§ **PROBLEM**: Reproduce the text lines of the material below verbatim, leaving out the pictures.

§ **RECORDED INFORMATION**:
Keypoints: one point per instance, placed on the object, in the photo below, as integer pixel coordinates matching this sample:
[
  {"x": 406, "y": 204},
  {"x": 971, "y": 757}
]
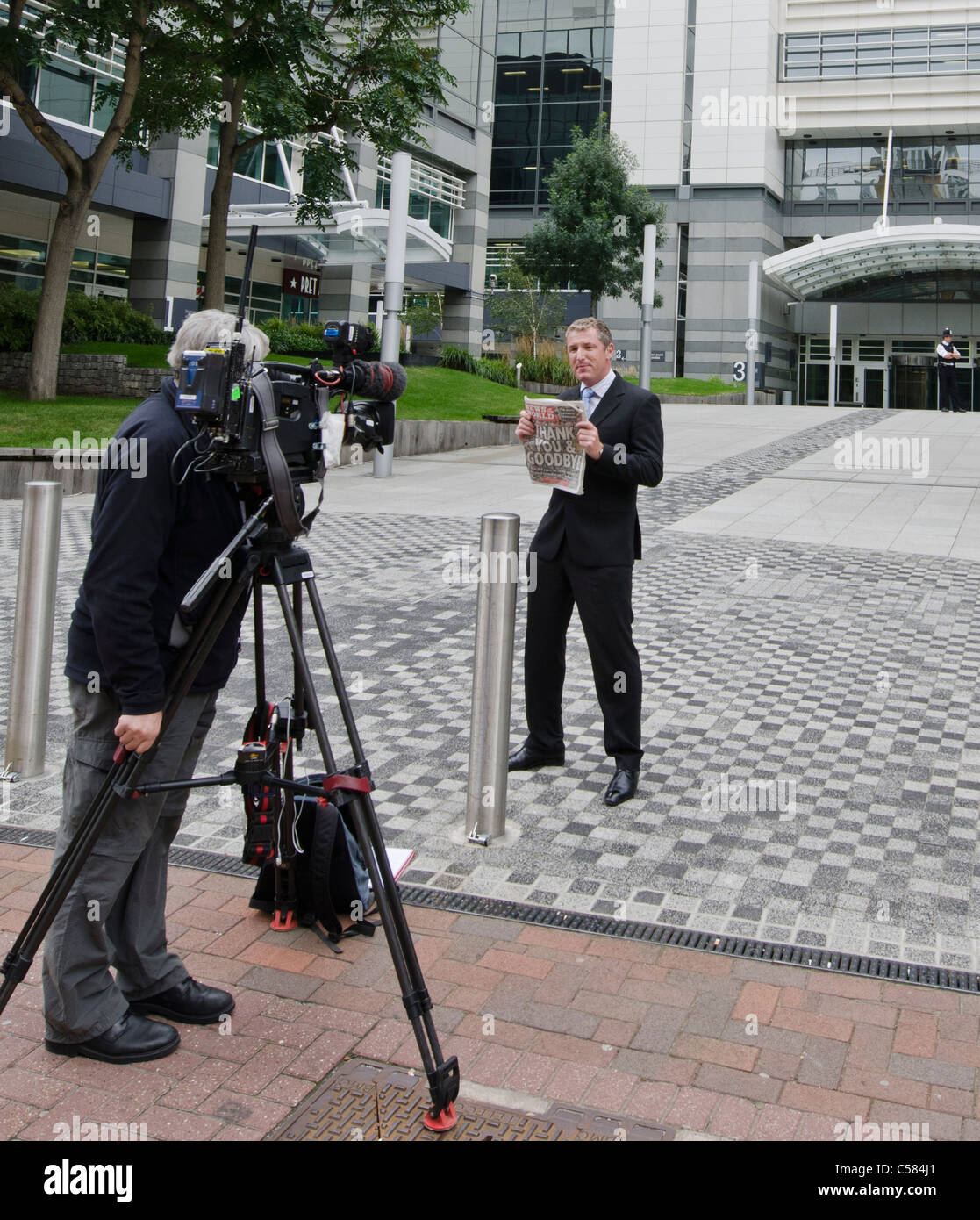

§ **RESULT OF THE EXERCISE**:
Keypoints: one point per instance, placed on the object, in the photo below, as integer pixel coordinates matching this sample:
[
  {"x": 406, "y": 204},
  {"x": 971, "y": 757}
]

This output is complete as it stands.